## WORK ITEM
Return, word for word, only the lines from the one containing "the white polo" through the last line of the entries.

## GIVEN RECORDS

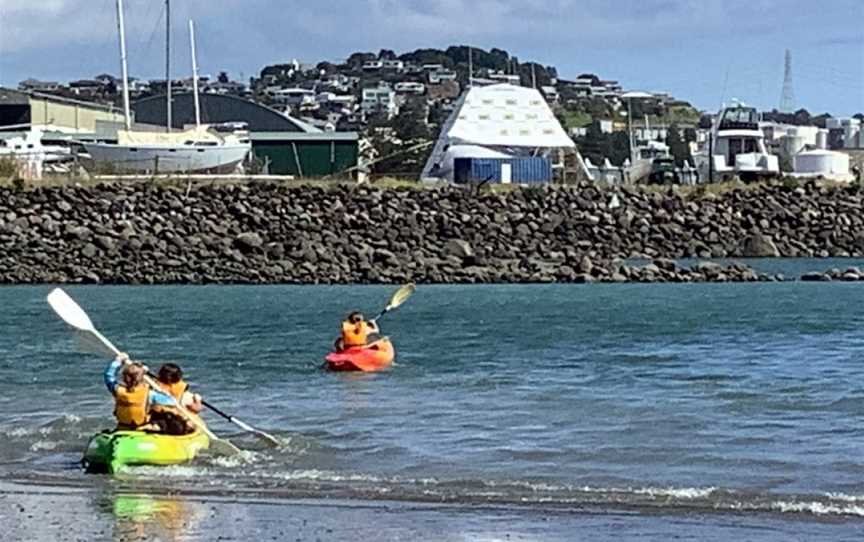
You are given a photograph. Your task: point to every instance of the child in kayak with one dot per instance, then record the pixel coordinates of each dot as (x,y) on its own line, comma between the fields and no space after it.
(171,380)
(356,331)
(133,398)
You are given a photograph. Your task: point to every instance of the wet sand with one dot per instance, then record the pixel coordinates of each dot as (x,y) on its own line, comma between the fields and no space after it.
(45,513)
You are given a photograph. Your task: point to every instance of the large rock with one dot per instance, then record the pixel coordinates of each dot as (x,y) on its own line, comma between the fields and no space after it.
(248,241)
(459,248)
(758,245)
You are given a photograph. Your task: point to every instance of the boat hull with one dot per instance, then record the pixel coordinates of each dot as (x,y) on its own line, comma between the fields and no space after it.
(111,451)
(376,356)
(166,158)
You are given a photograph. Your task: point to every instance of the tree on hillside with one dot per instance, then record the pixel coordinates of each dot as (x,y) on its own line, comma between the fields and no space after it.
(356,60)
(678,148)
(598,146)
(427,56)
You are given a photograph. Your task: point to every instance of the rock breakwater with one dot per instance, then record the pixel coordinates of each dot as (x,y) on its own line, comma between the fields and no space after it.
(262,233)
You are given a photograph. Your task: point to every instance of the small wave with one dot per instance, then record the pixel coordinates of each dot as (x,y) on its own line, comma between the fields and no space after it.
(818,508)
(41,445)
(677,493)
(844,497)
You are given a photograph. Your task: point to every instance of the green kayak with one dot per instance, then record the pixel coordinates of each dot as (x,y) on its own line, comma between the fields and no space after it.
(110,451)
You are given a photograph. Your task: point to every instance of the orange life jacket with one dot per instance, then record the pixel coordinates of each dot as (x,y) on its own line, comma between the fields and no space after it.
(130,406)
(355,334)
(176,389)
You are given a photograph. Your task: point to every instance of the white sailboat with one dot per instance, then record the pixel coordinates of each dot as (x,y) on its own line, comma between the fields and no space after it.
(203,149)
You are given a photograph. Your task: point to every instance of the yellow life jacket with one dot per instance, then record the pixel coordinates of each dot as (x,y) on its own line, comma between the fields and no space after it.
(176,389)
(130,406)
(355,334)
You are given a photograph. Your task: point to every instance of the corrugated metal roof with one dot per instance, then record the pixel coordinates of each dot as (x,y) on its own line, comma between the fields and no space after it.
(301,136)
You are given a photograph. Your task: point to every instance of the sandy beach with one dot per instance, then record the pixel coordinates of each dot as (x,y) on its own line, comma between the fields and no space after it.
(36,513)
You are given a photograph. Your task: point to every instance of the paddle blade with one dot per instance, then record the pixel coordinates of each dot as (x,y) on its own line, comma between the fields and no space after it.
(89,342)
(401,295)
(69,311)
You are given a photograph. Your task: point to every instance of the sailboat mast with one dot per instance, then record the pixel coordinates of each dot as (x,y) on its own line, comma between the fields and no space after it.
(168,120)
(123,68)
(194,74)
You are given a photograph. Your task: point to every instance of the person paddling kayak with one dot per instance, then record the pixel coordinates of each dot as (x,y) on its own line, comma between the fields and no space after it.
(133,398)
(356,331)
(170,378)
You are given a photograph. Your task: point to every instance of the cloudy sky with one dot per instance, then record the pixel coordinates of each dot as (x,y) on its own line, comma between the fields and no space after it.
(705,51)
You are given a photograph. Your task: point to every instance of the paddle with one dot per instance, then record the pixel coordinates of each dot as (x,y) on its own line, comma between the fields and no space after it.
(238,422)
(400,296)
(243,425)
(74,316)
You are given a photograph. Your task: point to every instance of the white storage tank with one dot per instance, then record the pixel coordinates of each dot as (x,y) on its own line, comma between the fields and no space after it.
(820,162)
(822,139)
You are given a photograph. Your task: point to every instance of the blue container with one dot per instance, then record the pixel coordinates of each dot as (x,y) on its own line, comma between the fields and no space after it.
(528,170)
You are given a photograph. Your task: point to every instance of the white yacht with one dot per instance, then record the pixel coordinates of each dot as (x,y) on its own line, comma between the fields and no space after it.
(202,149)
(34,155)
(736,148)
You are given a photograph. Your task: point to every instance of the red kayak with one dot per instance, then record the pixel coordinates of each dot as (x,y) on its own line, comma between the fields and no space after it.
(372,357)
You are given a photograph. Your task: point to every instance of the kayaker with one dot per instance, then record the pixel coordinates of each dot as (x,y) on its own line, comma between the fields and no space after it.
(356,331)
(133,398)
(171,379)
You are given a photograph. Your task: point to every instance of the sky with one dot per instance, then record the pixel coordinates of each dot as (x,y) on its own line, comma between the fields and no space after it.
(708,52)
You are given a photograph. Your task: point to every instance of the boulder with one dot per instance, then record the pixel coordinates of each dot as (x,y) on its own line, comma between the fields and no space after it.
(758,245)
(248,241)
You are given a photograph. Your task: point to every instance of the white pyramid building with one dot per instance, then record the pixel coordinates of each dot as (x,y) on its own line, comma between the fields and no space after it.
(496,121)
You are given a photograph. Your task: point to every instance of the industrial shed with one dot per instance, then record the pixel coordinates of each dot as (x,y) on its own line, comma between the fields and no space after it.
(21,110)
(286,145)
(306,154)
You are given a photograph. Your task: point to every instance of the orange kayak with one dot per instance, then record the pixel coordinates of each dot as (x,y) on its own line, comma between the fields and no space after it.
(372,357)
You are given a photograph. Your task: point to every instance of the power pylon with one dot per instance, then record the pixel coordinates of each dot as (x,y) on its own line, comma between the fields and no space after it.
(787,98)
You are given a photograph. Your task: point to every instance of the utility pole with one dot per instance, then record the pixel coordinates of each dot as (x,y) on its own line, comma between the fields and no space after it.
(470,67)
(168,119)
(787,98)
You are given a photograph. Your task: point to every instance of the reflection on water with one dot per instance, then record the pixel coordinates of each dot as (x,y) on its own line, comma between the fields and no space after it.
(143,517)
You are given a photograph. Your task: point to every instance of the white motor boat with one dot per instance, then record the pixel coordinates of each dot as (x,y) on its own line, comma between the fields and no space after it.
(736,148)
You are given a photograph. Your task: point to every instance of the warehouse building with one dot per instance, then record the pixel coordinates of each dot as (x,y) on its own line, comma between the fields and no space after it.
(285,145)
(23,110)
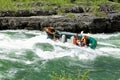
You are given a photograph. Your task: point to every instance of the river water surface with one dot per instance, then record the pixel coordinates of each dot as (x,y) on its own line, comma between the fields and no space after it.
(29,55)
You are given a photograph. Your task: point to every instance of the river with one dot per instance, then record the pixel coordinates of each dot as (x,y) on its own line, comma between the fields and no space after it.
(29,55)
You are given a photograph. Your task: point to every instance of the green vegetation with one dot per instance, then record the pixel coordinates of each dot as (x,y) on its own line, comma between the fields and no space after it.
(58,5)
(68,76)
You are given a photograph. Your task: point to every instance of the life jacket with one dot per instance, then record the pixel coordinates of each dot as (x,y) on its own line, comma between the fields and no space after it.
(75,41)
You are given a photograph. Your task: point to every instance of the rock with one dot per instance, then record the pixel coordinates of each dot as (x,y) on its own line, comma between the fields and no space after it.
(81,22)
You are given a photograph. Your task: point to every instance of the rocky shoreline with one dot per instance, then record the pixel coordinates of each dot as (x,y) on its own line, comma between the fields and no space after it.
(80,22)
(74,19)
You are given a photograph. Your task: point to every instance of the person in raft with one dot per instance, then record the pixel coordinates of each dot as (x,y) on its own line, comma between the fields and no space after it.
(76,40)
(87,41)
(51,33)
(84,41)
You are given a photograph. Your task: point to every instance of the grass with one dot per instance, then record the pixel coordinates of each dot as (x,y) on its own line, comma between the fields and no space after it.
(25,4)
(68,76)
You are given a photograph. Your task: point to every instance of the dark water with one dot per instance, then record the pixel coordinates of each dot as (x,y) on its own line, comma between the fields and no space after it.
(28,55)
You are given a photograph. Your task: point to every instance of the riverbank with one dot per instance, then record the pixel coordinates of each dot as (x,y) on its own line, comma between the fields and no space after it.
(76,16)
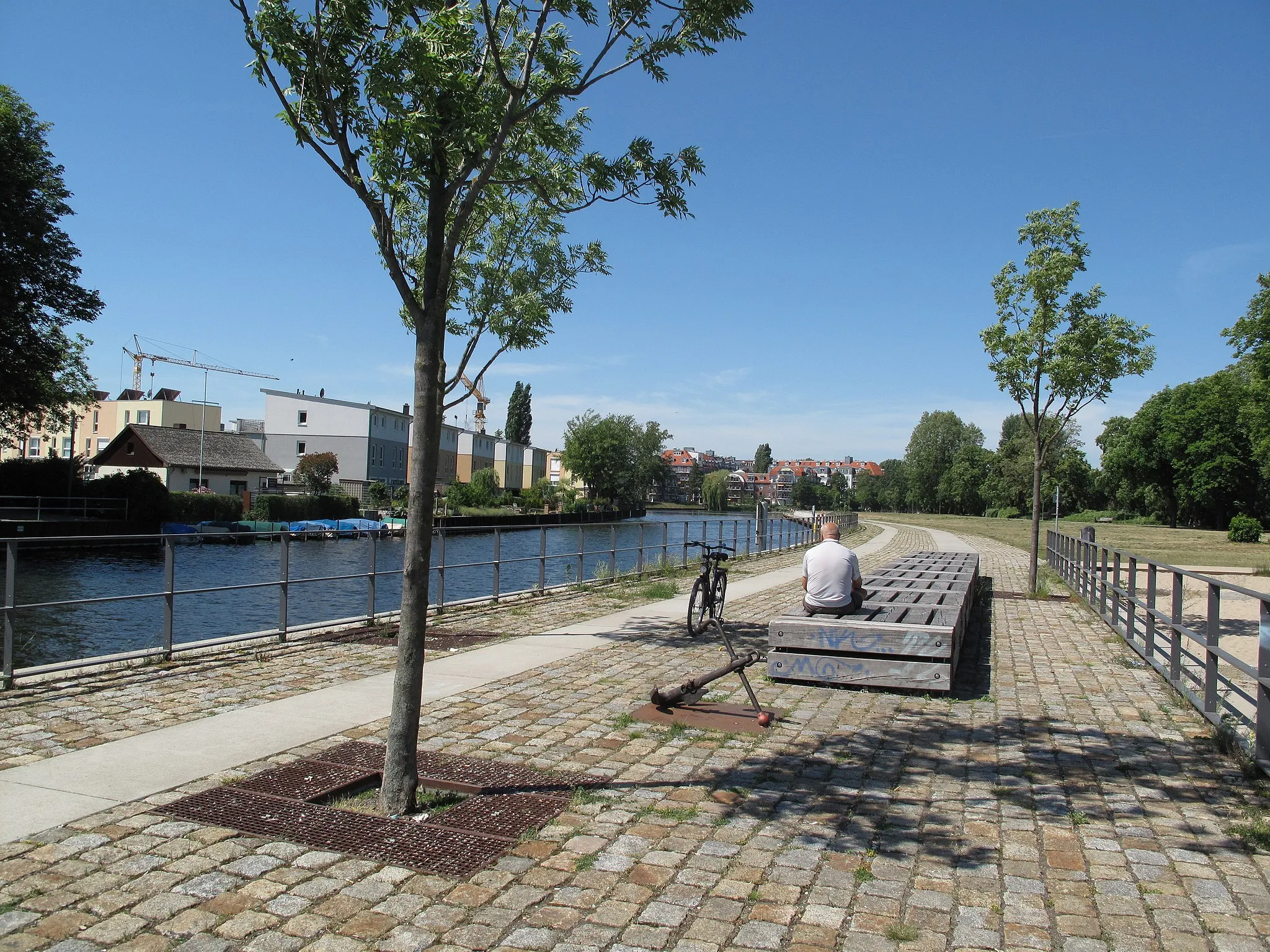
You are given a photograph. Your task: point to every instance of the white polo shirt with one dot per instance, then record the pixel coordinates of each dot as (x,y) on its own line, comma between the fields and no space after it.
(830,569)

## TASK SOLUTION
You are given a photograph. Your task: point to every instance of the white polo shirt with one dot per instance, then record the pixel coordinates of each dot as (x,y) on its own line, comma between the fields and no space after it.
(830,569)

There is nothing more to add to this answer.